**Task A:** Reproduce the passage on data-protection compliance for therapists between "The temptation, when" and "update is premature.", inclusive.
**Task B:** In the passage on data-protection compliance for therapists, which complaints process did most therapists have in mind until now?

**Selected extract:**
===

This isn't legal advice. It's an observation about what is and isn't being addressed in the wave of compliance work happening right now.

Pattern one: updating the privacy policy but not the underlying procedure

The temptation, when a new piece of data legislation arrives, is to update the privacy notice that sits on your website. That document is what clients see, so it feels like the right priority. And it is one of the things that needs updating.

But the privacy notice describes what you do. The change DUAA brings is largely about what you actually do behind the scenes — the procedures, the response times, the complaints route. A privacy policy that promises a 30-day SAR response is only worth the paper it's printed on if you have a written procedure to handle one when it arrives.

Many therapists are updating the public document and assuming the underlying process is already in place. Often it isn't. If you couldn't, today, walk a colleague through how you would handle a subject access request that arrived in your inbox right now, the privacy policy update is premature.

Pattern two: missing the new complaints procedure entirely

DUAA introduces a clearer expectation that organisations holding personal data have a documented complaints procedure that data subjects can use. For therapists, this is new. Until now, the complaints process most therapists had in mind was the one their professional body operates — BACP's, UKCP's, and so on.

Those professional body procedures still exist and still serve their purpose. But they are not a substitute for a data-protection-specific complaints procedure that you, as a data controller, run yourself.

===

**Extracted entries:**

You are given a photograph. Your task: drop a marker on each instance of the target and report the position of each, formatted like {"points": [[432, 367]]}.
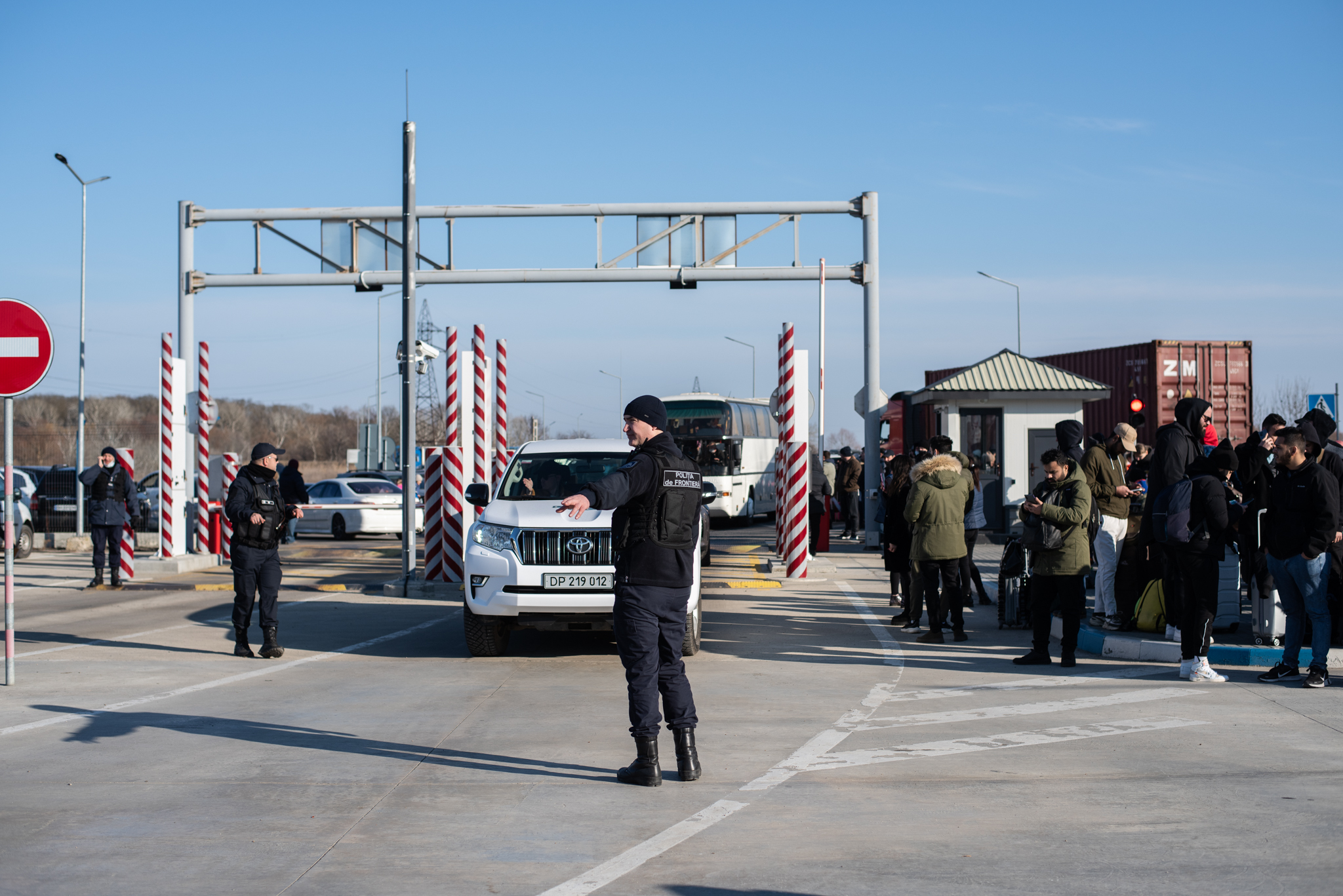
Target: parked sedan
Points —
{"points": [[348, 507]]}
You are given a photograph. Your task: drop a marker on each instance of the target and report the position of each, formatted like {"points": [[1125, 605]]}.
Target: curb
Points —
{"points": [[1115, 645]]}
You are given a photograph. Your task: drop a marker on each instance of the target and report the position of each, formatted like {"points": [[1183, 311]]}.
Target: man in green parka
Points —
{"points": [[936, 513], [1058, 574]]}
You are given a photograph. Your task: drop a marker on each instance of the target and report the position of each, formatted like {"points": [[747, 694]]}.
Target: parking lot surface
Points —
{"points": [[840, 756]]}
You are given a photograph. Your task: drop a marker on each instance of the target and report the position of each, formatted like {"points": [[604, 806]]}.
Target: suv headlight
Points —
{"points": [[496, 537]]}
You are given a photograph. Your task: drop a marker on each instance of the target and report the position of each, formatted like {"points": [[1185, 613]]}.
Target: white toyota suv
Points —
{"points": [[529, 567]]}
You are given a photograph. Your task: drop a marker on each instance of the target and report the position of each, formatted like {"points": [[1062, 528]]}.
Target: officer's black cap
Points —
{"points": [[651, 410], [264, 449]]}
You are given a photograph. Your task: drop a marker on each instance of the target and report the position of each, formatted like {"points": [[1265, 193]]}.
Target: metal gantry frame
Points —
{"points": [[191, 281]]}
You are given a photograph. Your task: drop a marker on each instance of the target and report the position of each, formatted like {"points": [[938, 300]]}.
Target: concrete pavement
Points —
{"points": [[840, 756]]}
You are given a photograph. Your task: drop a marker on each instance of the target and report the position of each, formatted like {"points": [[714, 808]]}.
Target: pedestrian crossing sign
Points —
{"points": [[1323, 402]]}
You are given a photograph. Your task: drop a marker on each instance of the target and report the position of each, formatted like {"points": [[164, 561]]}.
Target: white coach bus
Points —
{"points": [[734, 441]]}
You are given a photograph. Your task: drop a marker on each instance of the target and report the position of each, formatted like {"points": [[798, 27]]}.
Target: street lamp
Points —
{"points": [[752, 359], [84, 254], [1018, 304], [621, 416], [543, 409]]}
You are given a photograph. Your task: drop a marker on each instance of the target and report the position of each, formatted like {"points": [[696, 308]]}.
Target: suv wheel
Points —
{"points": [[691, 645], [485, 636]]}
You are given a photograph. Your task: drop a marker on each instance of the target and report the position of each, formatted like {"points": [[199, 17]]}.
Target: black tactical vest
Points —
{"points": [[669, 513], [268, 503]]}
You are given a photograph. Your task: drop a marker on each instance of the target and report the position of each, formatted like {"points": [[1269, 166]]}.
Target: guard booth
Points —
{"points": [[1002, 413]]}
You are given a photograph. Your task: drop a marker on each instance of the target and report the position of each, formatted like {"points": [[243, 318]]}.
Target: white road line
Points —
{"points": [[1028, 709], [651, 848], [137, 634], [999, 742], [205, 686]]}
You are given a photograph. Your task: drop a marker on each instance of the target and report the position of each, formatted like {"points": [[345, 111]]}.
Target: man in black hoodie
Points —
{"points": [[1303, 518], [1174, 450]]}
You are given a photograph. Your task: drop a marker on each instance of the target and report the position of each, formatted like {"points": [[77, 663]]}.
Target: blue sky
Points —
{"points": [[1154, 171]]}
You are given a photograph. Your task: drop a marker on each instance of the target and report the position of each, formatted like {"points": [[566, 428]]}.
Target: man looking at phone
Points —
{"points": [[1104, 469]]}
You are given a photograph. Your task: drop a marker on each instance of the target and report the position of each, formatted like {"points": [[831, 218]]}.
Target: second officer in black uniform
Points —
{"points": [[654, 530], [258, 515]]}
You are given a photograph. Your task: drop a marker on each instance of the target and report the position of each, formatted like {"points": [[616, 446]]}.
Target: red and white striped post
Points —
{"points": [[454, 402], [454, 512], [127, 458], [481, 446], [203, 453], [793, 435], [434, 513], [167, 513], [500, 410], [228, 473]]}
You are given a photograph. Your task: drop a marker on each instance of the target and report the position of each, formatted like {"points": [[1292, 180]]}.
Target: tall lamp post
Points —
{"points": [[1018, 303], [621, 413], [752, 359], [84, 256], [543, 410]]}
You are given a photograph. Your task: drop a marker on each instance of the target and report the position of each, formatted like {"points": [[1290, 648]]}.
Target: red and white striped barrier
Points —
{"points": [[434, 513], [127, 458], [501, 454], [203, 453], [793, 435], [454, 403], [229, 472], [480, 444]]}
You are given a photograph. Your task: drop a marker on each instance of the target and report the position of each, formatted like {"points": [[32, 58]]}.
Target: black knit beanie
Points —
{"points": [[651, 410]]}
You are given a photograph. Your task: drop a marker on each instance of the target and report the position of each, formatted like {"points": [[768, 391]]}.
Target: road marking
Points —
{"points": [[137, 634], [651, 848], [1026, 709], [205, 686]]}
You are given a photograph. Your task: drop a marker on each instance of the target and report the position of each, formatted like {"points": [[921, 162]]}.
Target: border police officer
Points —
{"points": [[112, 500], [654, 530], [258, 515]]}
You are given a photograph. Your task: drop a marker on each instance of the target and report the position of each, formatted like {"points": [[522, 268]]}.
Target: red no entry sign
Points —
{"points": [[24, 347]]}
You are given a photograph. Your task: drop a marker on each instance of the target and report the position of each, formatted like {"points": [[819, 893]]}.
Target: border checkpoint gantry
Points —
{"points": [[346, 272]]}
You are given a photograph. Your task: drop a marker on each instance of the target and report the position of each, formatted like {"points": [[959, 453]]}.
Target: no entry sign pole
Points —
{"points": [[24, 360]]}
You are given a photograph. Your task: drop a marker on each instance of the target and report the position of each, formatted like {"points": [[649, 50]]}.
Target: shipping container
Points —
{"points": [[1162, 372]]}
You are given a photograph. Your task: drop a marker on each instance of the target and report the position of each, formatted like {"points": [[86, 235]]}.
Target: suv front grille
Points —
{"points": [[550, 547]]}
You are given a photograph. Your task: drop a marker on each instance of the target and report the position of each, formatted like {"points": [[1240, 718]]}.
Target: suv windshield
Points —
{"points": [[544, 476]]}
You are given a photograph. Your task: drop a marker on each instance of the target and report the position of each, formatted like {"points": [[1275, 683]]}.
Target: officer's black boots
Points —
{"points": [[687, 756], [270, 648], [645, 770]]}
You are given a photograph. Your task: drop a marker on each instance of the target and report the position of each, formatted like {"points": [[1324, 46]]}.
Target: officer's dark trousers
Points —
{"points": [[256, 568], [649, 631], [106, 540]]}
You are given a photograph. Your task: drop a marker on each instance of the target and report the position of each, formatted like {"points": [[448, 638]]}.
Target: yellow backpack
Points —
{"points": [[1152, 608]]}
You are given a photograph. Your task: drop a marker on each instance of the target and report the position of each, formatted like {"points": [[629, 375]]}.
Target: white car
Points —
{"points": [[346, 508], [529, 567]]}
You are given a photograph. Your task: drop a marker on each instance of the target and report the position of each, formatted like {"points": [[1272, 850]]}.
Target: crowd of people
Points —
{"points": [[1129, 515]]}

===

**Exercise output A:**
The temptation, when a new piece of data legislation arrives, is to update the privacy notice that sits on your website. That document is what clients see, so it feels like the right priority. And it is one of the things that needs updating.

But the privacy notice describes what you do. The change DUAA brings is largely about what you actually do behind the scenes — the procedures, the response times, the complaints route. A privacy policy that promises a 30-day SAR response is only worth the paper it's printed on if you have a written procedure to handle one when it arrives.

Many therapists are updating the public document and assuming the underlying process is already in place. Often it isn't. If you couldn't, today, walk a colleague through how you would handle a subject access request that arrived in your inbox right now, the privacy policy update is premature.

**Exercise output B:** The one operated by their professional body, such as BACP's or UKCP's.